**Extrait fourni**
États-Unis. Ablations de l’utérus à la chaîne dans un centre de détention de migrantes

Une infirmière, lanceuse d’alerte, révèle des pratiques quasi systématiques conduites sur des immigrées latino-américaines dans un camp d’internement en Géorgie. Terrible avatar du climat xénophobe exacerbé par la Maison-Blanche.

À leurs conditions de détention infra-humaines s’ajoute une pratique massive de l’ablation de l’utérus. L’enfer vécu par des femmes détenues à Irwin en Géorgie, dans un centre de détention de l’US Immigrations and Customs Enforcement (ICE), l’agence de police douanière et de contrôle des frontières du département de la Sécurité intérieure des États-Unis, vient d’être révélé par une infirmière lanceuse d’alerte qui y travaille. Quatre ONG (1), qui ont décidé de porter l’affaire devant les tribunaux pour violation caractérisée des droits humains, dénoncent l’attitude et la responsabilité de l’administration Trump.

«C’était comme s’ils faisaient des expériences avec nos corps »

**Données fournies**
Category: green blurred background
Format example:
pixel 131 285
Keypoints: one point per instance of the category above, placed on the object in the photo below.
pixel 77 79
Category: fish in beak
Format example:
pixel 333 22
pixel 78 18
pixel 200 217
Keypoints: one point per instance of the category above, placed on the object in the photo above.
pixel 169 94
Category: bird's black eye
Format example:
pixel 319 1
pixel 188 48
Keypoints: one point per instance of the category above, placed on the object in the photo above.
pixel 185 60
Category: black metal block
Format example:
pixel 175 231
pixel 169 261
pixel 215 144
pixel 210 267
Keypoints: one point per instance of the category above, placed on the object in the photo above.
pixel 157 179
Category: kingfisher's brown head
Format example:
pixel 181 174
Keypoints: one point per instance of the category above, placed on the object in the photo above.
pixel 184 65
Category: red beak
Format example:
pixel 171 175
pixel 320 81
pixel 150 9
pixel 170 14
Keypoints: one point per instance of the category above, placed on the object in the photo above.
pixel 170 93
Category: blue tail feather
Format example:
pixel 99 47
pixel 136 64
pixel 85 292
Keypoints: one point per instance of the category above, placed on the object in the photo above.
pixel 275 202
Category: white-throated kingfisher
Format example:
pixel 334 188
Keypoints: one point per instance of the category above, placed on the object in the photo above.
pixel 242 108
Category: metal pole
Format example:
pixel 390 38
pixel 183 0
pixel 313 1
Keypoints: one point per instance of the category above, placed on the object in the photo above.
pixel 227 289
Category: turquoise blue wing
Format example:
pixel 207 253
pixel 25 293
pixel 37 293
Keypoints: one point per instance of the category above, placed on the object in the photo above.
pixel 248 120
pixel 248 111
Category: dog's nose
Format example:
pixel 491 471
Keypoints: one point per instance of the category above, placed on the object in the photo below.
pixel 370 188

--

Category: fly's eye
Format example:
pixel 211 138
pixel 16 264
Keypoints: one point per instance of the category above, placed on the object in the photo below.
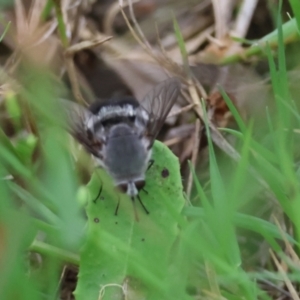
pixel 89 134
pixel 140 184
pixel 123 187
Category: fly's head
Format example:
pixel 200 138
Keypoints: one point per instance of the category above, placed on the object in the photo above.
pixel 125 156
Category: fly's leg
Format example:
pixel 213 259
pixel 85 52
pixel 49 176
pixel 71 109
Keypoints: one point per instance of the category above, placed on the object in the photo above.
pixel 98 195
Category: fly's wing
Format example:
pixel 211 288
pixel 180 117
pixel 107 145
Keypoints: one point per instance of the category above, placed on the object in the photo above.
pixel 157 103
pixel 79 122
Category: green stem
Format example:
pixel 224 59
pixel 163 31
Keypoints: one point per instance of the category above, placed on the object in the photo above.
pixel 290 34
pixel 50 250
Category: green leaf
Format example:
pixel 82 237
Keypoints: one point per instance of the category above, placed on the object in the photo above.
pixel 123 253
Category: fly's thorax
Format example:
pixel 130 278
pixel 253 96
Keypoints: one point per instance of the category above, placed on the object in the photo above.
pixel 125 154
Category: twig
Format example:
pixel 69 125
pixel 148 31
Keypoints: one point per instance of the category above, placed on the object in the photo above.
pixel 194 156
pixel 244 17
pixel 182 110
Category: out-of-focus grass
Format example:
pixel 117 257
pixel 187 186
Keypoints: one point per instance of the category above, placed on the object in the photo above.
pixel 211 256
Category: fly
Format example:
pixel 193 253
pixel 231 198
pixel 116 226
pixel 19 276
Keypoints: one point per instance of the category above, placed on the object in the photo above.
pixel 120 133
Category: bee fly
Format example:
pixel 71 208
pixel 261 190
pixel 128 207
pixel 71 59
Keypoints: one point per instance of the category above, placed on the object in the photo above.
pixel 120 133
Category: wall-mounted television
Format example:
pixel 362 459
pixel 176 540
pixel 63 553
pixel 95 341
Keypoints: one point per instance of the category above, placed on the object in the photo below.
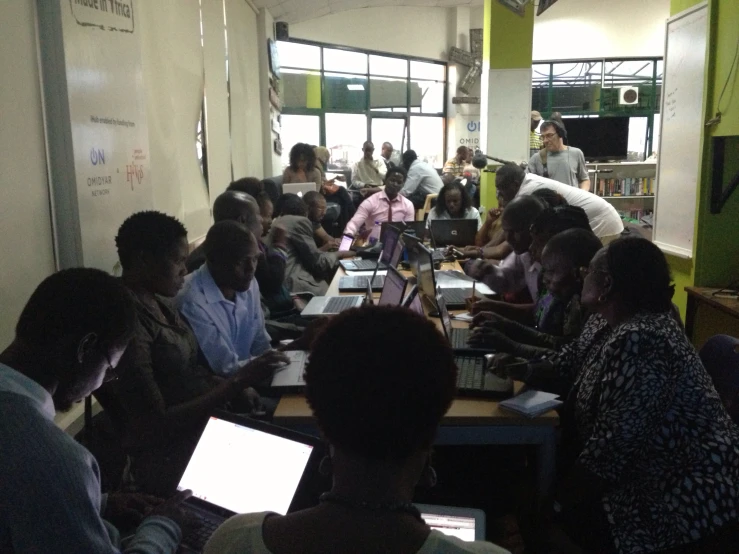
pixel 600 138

**Activité A**
Renvoyez sans modification le passage de l'article sur les ablations de l'utérus à Irwin qui commence par "États-Unis. Ablations de" et se poursuit jusqu'à "par la Maison-Blanche.".
**Activité B**
Indiquez si chacune des affirmations suivantes concorde avec l'article sur les ablations de l'utérus à Irwin, en répondant par oui ou non et en citant les mots décisifs de l'article : (i) l'infirmière lanceuse d'alerte travaille dans le centre de détention ; (ii) trois ONG portent l'affaire devant les tribunaux ; (iii) le centre de détention se trouve en Floride.
**Activité C**
Rédigez la suite de l'article sur les ablations de l'utérus à Irwin, à partir de l'endroit où il s'arrête.
La liste n'a aucun rôle dans ce qui est demandé.

**Réponse attendue A**
États-Unis. Ablations de l’utérus à la chaîne dans un centre de détention de migrantes

Une infirmière, lanceuse d’alerte, révèle des pratiques quasi systématiques conduites sur des immigrées latino-américaines dans un camp d’internement en Géorgie. Terrible avatar du climat xénophobe exacerbé par la Maison-Blanche.

**Réponse attendue B**
(i) Oui : « une infirmière lanceuse d’alerte qui y travaille ».
(ii) Non : « Quatre ONG (1), qui ont décidé de porter l’affaire devant les tribunaux ».
(iii) Non : « à Irwin en Géorgie ».

**Réponse attendue C**
La plainte s’appuie sur la force du témoignage de l’infirmière, Dawn Wooten, en poste depuis trois dans l’établissement de quelque 1 200 places, géré par LaSalle Corrections, une compagnie privée (en vertu d’un processus de privatisation des lieux de détention devenu banal aux États-Unis). La courageuse jeune femme révèle dans sa plainte et dans l’interview qu’elle a accordée au média états-unien en ligne The Intercept le taux très élevé, quasi systématique, d’hystérectomies (ablations de l’utérus) pratiquées sur des détenues hispanophones. Elle accuse l’un des médecins du centre de pratiquer ces opérations à la chaîne. « C’est sa spécialité, c’est un collectionneur d’utérus ! » s’exclame-t-elle.

Une victime interviewée par Project South, une des quatre ONG à l’origine de la plainte, a déclaré : « Quand j’ai rencontré toutes ces femmes qui avaient eu des opérations chirurgicales, j’ai pensé que ça ressemblait à un camp de concentration expérimental. C’était comme s’ils faisaient des expériences avec nos corps. » Une autre a indiqué ne pas avoir été anesthésiée durant l’opération. Une troisième dit avoir consulté le médecin pour le drainage d’un abcès et avoir subi en fin de compte une hystérectomie.

L’infirmière lanceuse d’alerte avait commencé à dénoncer en interne cet abus d’hystérectomies ou encore l’absence de mesures de protection contre le Covid-19. Son employeur l’a sanctionnée, début juillet dernier, ne l’autorisant à travailler que quelques heures par mois dans l’établissement alors qu’elle y fonctionnait jusque-là à plein temps. « Des représailles », pointe-t-elle dans The Intercept, pour la punir « d’avoir parlé et réclamé des protocoles de sécurité médicale plus stricts ».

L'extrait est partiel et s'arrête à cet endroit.